#### Work required:
Pick out every line of the material below that contains the word "brown" and copy each one unchanged.

------------------------------------------------------------------------

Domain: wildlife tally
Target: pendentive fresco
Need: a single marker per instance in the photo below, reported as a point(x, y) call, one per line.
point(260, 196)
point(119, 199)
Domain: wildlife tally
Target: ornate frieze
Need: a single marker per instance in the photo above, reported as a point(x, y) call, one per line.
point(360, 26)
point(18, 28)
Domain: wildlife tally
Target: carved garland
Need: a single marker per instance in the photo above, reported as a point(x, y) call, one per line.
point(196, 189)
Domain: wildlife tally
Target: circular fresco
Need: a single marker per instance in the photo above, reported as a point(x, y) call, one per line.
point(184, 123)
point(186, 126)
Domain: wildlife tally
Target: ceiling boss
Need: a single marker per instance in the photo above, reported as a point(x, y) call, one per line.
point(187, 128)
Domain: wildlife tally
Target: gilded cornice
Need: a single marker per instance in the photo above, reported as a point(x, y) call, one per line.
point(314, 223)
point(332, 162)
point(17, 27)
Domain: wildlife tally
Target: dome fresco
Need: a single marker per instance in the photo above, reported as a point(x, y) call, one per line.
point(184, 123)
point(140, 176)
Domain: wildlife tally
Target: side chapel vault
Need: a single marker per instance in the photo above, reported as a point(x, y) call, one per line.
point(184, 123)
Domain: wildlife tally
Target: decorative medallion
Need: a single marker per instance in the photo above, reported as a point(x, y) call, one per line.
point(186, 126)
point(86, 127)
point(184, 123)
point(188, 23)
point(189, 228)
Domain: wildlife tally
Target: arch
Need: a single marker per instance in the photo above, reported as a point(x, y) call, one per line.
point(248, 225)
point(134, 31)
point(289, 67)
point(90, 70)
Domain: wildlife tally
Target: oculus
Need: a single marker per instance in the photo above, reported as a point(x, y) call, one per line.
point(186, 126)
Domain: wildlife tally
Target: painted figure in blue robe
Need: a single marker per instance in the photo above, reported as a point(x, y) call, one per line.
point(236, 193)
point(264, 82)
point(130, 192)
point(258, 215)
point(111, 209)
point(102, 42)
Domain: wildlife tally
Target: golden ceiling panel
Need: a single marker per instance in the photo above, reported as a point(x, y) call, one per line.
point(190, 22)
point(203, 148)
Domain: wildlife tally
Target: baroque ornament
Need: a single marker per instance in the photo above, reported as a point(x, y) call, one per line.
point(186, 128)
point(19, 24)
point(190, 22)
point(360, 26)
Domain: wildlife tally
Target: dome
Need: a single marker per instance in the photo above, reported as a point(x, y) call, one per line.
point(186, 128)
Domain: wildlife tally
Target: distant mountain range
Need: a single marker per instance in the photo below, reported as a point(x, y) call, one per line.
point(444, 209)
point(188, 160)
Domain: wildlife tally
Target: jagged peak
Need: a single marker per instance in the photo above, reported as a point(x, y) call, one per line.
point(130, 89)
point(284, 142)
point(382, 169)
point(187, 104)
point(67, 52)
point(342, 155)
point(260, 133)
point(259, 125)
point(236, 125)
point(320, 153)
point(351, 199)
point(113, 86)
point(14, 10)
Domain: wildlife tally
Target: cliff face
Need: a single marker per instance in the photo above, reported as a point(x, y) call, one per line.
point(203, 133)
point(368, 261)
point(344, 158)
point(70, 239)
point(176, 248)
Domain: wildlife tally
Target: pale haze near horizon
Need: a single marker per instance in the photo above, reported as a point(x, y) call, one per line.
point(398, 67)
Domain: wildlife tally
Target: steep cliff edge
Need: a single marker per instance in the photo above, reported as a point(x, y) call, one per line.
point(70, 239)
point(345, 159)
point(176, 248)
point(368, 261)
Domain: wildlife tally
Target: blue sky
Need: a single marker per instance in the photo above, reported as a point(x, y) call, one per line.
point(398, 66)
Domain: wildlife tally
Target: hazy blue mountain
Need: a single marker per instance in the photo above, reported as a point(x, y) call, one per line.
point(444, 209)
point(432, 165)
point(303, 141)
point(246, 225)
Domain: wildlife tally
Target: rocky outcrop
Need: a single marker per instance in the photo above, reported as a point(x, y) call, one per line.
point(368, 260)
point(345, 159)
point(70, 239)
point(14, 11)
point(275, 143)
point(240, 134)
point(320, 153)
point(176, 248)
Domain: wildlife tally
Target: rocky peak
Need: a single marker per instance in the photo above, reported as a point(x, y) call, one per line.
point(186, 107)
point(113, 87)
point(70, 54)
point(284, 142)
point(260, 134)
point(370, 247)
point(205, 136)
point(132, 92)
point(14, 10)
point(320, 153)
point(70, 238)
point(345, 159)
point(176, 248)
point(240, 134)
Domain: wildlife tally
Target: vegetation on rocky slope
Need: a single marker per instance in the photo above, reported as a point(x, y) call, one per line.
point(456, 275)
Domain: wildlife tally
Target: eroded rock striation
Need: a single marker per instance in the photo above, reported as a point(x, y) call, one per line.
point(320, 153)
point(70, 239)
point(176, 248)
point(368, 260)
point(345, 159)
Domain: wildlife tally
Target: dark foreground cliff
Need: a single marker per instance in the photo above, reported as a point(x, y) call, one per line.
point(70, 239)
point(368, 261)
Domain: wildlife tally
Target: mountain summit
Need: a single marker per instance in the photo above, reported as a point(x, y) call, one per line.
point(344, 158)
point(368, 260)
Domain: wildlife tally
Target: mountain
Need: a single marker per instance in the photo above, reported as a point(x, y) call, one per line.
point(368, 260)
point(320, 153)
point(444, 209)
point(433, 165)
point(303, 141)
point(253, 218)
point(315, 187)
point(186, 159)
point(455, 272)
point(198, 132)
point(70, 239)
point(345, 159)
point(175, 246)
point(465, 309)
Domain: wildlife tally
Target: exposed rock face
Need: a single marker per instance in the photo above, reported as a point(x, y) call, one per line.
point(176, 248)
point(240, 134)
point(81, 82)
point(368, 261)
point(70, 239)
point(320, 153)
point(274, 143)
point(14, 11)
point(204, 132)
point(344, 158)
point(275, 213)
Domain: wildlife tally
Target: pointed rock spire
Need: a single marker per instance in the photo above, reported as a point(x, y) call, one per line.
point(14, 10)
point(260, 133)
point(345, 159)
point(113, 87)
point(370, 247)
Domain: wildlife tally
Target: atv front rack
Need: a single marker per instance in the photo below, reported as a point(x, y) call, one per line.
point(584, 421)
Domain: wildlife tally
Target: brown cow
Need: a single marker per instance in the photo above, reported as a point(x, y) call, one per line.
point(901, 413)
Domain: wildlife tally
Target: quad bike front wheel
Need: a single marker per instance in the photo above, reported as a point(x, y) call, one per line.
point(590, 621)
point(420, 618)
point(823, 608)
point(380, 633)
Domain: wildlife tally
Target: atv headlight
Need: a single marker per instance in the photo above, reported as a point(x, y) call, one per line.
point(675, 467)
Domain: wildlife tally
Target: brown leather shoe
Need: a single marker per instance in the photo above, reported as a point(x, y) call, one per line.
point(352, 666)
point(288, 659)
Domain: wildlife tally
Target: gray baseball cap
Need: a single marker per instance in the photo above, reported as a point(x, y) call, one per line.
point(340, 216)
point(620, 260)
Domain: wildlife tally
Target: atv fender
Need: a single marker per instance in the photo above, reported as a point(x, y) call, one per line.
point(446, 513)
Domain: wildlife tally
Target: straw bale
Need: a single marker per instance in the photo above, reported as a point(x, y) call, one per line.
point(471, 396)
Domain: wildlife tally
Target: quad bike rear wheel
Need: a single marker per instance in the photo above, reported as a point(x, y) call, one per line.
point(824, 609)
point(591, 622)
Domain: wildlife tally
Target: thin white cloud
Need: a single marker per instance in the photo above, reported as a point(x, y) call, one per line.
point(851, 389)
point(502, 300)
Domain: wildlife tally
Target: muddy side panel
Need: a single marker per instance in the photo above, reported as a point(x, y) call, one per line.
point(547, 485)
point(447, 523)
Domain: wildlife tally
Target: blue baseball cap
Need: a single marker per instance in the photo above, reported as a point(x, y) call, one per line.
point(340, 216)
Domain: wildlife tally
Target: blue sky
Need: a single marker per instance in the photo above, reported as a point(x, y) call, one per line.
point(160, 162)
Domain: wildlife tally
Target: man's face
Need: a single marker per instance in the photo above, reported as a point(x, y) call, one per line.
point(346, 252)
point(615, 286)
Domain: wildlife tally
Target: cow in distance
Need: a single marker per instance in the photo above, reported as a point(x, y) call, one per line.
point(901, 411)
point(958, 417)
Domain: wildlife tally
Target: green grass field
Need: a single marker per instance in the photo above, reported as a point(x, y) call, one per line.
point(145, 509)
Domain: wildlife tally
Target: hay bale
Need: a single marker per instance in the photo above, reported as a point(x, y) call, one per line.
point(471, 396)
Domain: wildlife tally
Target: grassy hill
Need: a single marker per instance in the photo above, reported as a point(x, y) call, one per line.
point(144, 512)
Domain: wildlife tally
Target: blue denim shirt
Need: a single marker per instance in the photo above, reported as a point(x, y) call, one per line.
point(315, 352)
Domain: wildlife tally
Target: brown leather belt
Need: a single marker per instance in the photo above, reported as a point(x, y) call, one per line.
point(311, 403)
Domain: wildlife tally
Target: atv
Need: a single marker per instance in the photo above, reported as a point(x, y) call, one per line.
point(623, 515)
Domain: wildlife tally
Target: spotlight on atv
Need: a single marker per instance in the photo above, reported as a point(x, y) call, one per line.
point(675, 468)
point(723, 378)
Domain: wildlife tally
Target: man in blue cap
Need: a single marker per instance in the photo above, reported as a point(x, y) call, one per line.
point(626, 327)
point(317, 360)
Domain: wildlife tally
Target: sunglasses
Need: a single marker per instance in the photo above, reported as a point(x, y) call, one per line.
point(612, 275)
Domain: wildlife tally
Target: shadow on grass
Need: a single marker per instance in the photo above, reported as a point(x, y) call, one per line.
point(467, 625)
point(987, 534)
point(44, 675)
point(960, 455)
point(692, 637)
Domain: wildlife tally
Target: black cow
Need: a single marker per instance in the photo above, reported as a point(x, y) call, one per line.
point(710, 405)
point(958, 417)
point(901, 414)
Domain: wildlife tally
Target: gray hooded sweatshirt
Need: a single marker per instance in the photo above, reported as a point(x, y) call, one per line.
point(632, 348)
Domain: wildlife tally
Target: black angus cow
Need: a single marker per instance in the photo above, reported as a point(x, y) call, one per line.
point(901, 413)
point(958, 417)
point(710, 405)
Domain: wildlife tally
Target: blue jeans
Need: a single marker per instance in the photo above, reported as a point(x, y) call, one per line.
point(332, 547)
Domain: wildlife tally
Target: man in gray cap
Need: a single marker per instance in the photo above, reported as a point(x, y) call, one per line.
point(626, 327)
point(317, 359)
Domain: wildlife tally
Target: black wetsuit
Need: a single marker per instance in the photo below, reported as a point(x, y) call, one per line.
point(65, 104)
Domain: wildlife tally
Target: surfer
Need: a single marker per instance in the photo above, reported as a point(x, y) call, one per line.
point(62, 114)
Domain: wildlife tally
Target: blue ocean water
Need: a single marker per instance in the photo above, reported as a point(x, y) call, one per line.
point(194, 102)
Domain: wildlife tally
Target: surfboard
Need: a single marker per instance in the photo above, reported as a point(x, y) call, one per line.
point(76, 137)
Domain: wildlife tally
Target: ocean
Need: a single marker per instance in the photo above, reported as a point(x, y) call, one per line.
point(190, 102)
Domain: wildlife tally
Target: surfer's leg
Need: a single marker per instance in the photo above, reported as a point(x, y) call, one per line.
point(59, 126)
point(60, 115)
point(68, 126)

------------------------------------------------------------------------

#### Result:
Target: brown cow
Target: brown leather shoe
Target: brown leather belt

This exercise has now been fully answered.